* [WORK INSTRUCTION]:
State how many lines of the data below hold the string "chandelier", giving nothing but the number.

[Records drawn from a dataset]
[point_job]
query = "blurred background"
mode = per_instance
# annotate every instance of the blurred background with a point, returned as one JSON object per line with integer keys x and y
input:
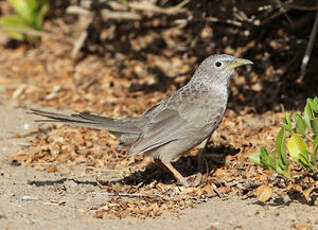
{"x": 89, "y": 54}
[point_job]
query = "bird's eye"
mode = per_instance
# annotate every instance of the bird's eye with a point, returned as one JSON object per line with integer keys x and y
{"x": 218, "y": 64}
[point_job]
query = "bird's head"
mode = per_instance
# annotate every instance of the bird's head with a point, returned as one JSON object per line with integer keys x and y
{"x": 218, "y": 68}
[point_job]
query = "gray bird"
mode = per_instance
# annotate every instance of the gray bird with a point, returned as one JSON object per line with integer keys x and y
{"x": 175, "y": 125}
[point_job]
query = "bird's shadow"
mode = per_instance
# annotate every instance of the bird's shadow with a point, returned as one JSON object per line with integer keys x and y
{"x": 187, "y": 166}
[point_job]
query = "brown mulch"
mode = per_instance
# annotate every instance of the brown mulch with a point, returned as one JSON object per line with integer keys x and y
{"x": 120, "y": 85}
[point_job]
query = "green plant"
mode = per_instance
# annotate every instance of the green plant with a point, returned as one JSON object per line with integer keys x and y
{"x": 303, "y": 133}
{"x": 30, "y": 15}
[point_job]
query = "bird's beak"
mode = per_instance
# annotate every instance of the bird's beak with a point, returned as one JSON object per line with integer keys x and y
{"x": 239, "y": 62}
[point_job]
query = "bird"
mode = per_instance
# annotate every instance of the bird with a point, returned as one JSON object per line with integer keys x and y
{"x": 183, "y": 120}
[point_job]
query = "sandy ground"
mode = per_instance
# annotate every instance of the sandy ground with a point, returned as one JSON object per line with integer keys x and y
{"x": 30, "y": 199}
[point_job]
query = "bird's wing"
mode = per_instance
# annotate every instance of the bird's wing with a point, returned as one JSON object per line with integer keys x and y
{"x": 172, "y": 123}
{"x": 92, "y": 121}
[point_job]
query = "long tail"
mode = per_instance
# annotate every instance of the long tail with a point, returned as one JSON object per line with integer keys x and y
{"x": 124, "y": 126}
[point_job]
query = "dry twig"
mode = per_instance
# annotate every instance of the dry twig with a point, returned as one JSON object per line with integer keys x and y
{"x": 310, "y": 45}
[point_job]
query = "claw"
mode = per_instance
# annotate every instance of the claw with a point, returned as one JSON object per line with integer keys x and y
{"x": 186, "y": 183}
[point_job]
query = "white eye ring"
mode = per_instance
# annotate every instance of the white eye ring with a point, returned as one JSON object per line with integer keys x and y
{"x": 218, "y": 64}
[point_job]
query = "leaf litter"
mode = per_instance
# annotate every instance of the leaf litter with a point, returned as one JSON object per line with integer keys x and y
{"x": 120, "y": 86}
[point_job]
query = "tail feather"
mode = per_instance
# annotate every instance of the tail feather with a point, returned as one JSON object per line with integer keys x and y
{"x": 124, "y": 126}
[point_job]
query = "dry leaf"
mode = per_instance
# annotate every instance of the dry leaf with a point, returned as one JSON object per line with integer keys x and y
{"x": 307, "y": 192}
{"x": 264, "y": 193}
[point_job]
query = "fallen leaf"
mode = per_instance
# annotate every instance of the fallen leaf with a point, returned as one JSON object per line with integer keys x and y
{"x": 264, "y": 193}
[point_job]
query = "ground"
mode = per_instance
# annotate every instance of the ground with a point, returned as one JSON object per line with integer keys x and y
{"x": 62, "y": 177}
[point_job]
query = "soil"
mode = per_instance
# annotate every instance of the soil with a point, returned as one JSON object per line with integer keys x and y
{"x": 59, "y": 177}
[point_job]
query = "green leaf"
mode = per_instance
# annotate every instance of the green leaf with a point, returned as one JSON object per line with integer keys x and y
{"x": 255, "y": 157}
{"x": 280, "y": 149}
{"x": 314, "y": 104}
{"x": 308, "y": 114}
{"x": 38, "y": 20}
{"x": 287, "y": 120}
{"x": 25, "y": 8}
{"x": 314, "y": 126}
{"x": 300, "y": 124}
{"x": 264, "y": 156}
{"x": 315, "y": 145}
{"x": 296, "y": 146}
{"x": 12, "y": 23}
{"x": 303, "y": 161}
{"x": 313, "y": 161}
{"x": 280, "y": 142}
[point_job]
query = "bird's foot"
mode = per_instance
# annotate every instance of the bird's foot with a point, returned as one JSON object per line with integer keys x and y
{"x": 189, "y": 182}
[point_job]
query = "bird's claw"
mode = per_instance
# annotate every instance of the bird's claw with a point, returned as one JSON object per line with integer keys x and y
{"x": 186, "y": 183}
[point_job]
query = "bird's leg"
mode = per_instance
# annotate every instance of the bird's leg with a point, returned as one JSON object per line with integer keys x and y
{"x": 182, "y": 180}
{"x": 159, "y": 163}
{"x": 201, "y": 154}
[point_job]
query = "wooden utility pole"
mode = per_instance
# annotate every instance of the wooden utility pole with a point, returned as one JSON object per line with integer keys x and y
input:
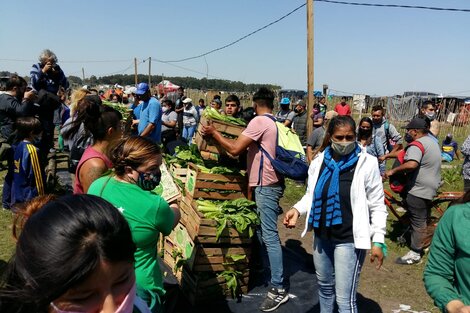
{"x": 150, "y": 72}
{"x": 135, "y": 71}
{"x": 310, "y": 90}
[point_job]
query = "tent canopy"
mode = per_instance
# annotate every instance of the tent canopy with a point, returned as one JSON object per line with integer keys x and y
{"x": 166, "y": 86}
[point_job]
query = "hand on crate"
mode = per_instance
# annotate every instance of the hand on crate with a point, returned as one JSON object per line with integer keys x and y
{"x": 291, "y": 217}
{"x": 208, "y": 130}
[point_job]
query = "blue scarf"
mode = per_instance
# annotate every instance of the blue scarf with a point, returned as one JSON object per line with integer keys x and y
{"x": 332, "y": 169}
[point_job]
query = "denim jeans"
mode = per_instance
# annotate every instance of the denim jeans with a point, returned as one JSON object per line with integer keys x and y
{"x": 419, "y": 210}
{"x": 188, "y": 132}
{"x": 267, "y": 203}
{"x": 337, "y": 267}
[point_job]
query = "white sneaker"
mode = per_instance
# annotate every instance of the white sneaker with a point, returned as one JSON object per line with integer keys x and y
{"x": 410, "y": 258}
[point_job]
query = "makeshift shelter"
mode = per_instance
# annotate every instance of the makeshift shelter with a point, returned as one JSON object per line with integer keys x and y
{"x": 165, "y": 86}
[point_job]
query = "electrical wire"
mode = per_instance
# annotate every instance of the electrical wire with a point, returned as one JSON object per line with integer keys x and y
{"x": 239, "y": 39}
{"x": 395, "y": 6}
{"x": 61, "y": 61}
{"x": 185, "y": 68}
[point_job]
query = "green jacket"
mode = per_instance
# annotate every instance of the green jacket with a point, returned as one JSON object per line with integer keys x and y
{"x": 447, "y": 273}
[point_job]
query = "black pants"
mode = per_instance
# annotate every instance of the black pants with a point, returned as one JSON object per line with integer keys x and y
{"x": 419, "y": 210}
{"x": 466, "y": 185}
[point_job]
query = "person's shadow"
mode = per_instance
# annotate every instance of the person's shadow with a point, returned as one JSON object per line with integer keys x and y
{"x": 363, "y": 305}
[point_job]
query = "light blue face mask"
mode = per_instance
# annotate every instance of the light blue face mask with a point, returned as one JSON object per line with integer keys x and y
{"x": 343, "y": 148}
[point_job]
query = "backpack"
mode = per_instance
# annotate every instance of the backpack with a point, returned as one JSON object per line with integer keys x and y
{"x": 290, "y": 159}
{"x": 398, "y": 182}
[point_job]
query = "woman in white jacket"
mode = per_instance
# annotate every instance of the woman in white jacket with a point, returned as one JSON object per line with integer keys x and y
{"x": 344, "y": 204}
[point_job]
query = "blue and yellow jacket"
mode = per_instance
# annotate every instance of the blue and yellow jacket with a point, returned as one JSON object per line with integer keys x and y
{"x": 28, "y": 176}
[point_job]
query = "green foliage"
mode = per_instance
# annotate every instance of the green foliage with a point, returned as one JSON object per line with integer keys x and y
{"x": 211, "y": 113}
{"x": 187, "y": 82}
{"x": 231, "y": 279}
{"x": 240, "y": 212}
{"x": 191, "y": 154}
{"x": 125, "y": 112}
{"x": 452, "y": 178}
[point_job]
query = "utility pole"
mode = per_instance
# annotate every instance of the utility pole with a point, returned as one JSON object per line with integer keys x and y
{"x": 310, "y": 90}
{"x": 150, "y": 72}
{"x": 135, "y": 70}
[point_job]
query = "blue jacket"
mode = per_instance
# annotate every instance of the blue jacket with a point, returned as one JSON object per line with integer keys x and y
{"x": 28, "y": 176}
{"x": 48, "y": 81}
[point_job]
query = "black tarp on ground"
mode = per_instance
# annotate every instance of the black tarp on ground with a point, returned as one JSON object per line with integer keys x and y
{"x": 300, "y": 275}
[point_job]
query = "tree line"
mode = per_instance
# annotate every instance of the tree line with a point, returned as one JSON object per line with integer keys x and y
{"x": 186, "y": 82}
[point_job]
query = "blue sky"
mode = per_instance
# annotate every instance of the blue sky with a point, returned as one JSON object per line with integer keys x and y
{"x": 377, "y": 51}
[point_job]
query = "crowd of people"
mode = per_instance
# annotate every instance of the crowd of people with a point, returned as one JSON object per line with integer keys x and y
{"x": 106, "y": 233}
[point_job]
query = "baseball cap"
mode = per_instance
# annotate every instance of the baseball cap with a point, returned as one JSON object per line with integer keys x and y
{"x": 285, "y": 101}
{"x": 417, "y": 123}
{"x": 330, "y": 114}
{"x": 142, "y": 88}
{"x": 217, "y": 101}
{"x": 130, "y": 90}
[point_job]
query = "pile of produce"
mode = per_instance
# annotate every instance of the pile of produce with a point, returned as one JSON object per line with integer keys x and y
{"x": 213, "y": 114}
{"x": 121, "y": 108}
{"x": 239, "y": 212}
{"x": 185, "y": 155}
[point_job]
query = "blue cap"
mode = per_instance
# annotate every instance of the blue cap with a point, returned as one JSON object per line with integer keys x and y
{"x": 285, "y": 101}
{"x": 142, "y": 88}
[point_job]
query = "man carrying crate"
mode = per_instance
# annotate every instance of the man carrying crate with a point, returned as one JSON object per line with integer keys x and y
{"x": 268, "y": 186}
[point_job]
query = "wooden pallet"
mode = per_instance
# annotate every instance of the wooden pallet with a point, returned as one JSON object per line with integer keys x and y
{"x": 208, "y": 144}
{"x": 209, "y": 258}
{"x": 199, "y": 288}
{"x": 203, "y": 230}
{"x": 178, "y": 172}
{"x": 224, "y": 187}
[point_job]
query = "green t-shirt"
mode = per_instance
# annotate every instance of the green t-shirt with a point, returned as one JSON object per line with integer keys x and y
{"x": 148, "y": 215}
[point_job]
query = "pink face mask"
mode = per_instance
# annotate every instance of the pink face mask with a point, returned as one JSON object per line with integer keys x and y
{"x": 127, "y": 306}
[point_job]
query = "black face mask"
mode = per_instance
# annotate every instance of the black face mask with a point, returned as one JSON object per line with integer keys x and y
{"x": 408, "y": 138}
{"x": 364, "y": 133}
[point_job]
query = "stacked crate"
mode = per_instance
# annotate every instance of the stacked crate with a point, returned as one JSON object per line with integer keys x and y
{"x": 199, "y": 276}
{"x": 209, "y": 148}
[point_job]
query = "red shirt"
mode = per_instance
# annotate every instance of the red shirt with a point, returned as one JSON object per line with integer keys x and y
{"x": 343, "y": 109}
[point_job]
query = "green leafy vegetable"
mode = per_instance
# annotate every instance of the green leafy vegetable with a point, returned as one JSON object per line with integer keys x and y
{"x": 239, "y": 212}
{"x": 124, "y": 110}
{"x": 211, "y": 113}
{"x": 231, "y": 279}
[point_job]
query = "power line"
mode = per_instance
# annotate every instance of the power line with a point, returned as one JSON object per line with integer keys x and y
{"x": 238, "y": 40}
{"x": 61, "y": 61}
{"x": 185, "y": 68}
{"x": 395, "y": 6}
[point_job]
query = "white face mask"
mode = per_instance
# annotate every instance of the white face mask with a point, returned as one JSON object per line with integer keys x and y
{"x": 431, "y": 115}
{"x": 343, "y": 148}
{"x": 126, "y": 306}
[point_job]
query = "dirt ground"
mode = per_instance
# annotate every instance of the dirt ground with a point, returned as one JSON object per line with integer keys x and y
{"x": 379, "y": 290}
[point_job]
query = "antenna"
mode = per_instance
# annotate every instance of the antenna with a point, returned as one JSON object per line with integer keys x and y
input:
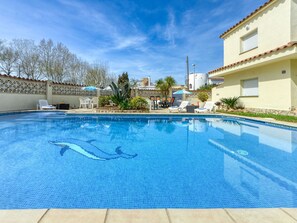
{"x": 187, "y": 76}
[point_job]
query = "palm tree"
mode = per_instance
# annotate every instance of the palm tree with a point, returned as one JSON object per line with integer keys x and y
{"x": 165, "y": 85}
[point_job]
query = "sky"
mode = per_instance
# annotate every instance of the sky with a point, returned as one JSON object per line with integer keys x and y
{"x": 141, "y": 37}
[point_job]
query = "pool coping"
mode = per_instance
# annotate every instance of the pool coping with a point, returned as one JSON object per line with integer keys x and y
{"x": 236, "y": 215}
{"x": 224, "y": 215}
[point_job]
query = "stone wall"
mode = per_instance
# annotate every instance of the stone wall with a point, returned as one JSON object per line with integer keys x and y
{"x": 23, "y": 94}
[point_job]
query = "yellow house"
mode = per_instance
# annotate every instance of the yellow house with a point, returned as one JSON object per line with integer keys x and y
{"x": 260, "y": 58}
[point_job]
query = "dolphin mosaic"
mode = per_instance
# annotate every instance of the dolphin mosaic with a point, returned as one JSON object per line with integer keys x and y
{"x": 87, "y": 149}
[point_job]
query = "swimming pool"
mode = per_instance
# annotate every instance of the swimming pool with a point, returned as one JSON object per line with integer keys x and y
{"x": 53, "y": 160}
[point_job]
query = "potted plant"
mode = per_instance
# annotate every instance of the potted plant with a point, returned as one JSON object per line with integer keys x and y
{"x": 202, "y": 96}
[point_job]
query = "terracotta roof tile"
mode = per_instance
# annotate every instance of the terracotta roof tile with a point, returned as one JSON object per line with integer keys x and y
{"x": 247, "y": 17}
{"x": 290, "y": 44}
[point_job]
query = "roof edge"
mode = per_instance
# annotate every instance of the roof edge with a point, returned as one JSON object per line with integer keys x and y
{"x": 288, "y": 45}
{"x": 266, "y": 4}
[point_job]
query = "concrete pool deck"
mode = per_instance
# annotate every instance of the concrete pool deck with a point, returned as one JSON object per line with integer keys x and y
{"x": 273, "y": 215}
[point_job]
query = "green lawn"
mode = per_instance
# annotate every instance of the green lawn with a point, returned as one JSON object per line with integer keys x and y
{"x": 285, "y": 118}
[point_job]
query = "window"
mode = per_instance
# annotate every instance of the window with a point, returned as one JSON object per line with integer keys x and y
{"x": 249, "y": 41}
{"x": 250, "y": 87}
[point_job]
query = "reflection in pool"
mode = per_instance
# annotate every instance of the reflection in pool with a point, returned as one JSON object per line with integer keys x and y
{"x": 181, "y": 162}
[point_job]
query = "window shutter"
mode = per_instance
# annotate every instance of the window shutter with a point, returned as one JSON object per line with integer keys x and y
{"x": 250, "y": 87}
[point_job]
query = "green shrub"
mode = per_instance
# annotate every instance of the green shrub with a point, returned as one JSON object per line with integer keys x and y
{"x": 230, "y": 102}
{"x": 203, "y": 96}
{"x": 104, "y": 100}
{"x": 207, "y": 87}
{"x": 138, "y": 103}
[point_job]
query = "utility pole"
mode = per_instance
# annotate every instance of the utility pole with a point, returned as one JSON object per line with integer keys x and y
{"x": 188, "y": 74}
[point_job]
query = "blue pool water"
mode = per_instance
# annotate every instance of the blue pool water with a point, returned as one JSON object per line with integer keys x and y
{"x": 53, "y": 160}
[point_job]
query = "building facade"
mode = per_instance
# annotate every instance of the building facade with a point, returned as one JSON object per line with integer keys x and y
{"x": 260, "y": 58}
{"x": 197, "y": 80}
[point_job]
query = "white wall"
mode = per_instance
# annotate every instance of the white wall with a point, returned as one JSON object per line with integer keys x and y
{"x": 274, "y": 30}
{"x": 197, "y": 80}
{"x": 274, "y": 87}
{"x": 14, "y": 102}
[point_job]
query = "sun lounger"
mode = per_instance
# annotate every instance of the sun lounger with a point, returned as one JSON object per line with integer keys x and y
{"x": 180, "y": 108}
{"x": 208, "y": 107}
{"x": 43, "y": 105}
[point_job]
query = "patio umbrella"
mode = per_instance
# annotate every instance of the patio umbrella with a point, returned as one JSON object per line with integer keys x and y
{"x": 182, "y": 92}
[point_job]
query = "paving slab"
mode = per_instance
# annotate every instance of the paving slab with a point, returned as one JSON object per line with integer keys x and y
{"x": 292, "y": 212}
{"x": 74, "y": 216}
{"x": 137, "y": 216}
{"x": 269, "y": 215}
{"x": 199, "y": 216}
{"x": 21, "y": 216}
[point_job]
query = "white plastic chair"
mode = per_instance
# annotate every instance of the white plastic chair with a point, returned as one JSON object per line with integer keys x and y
{"x": 43, "y": 105}
{"x": 94, "y": 102}
{"x": 84, "y": 102}
{"x": 180, "y": 108}
{"x": 208, "y": 107}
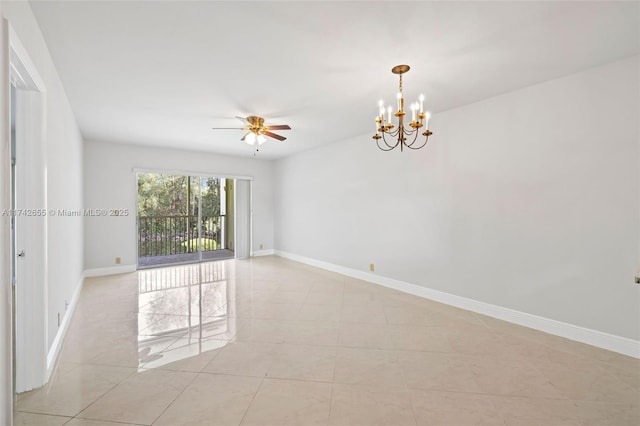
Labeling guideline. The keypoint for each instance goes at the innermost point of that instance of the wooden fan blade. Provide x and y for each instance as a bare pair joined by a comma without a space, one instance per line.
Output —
279,127
273,135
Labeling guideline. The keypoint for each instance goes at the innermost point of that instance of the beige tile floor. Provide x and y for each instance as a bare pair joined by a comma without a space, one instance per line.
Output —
268,341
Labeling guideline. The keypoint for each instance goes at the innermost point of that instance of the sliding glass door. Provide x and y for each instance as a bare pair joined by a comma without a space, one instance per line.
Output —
183,219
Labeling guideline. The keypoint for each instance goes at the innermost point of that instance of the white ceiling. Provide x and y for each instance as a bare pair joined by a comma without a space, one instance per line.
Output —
164,73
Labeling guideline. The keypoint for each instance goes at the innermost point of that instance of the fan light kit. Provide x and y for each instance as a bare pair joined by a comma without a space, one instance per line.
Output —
399,136
257,132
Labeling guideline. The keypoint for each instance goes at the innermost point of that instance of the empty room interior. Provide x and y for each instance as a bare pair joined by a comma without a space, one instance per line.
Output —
320,213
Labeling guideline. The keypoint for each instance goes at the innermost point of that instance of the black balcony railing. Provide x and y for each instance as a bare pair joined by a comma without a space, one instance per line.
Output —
166,235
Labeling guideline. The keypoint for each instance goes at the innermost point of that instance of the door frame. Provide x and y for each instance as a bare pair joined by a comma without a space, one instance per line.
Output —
31,363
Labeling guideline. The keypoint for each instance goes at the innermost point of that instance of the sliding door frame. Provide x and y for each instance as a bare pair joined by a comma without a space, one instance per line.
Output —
236,178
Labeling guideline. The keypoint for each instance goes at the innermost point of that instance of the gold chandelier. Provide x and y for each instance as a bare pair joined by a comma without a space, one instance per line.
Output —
402,136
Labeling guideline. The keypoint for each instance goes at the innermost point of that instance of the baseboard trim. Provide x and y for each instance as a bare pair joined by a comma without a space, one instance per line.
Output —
56,346
262,253
111,270
611,342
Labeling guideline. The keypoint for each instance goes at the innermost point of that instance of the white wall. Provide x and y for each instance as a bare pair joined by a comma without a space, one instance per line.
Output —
110,183
529,201
63,174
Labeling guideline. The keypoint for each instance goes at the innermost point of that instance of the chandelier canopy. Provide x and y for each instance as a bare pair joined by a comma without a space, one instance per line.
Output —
400,135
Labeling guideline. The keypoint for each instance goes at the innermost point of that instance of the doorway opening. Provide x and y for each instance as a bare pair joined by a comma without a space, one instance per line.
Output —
184,219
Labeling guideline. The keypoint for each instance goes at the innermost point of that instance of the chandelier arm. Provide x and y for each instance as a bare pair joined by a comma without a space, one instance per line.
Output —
426,139
390,147
414,133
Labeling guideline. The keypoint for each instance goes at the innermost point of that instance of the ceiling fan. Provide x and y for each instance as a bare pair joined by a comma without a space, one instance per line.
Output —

* [RESPONSE TO THE TASK]:
3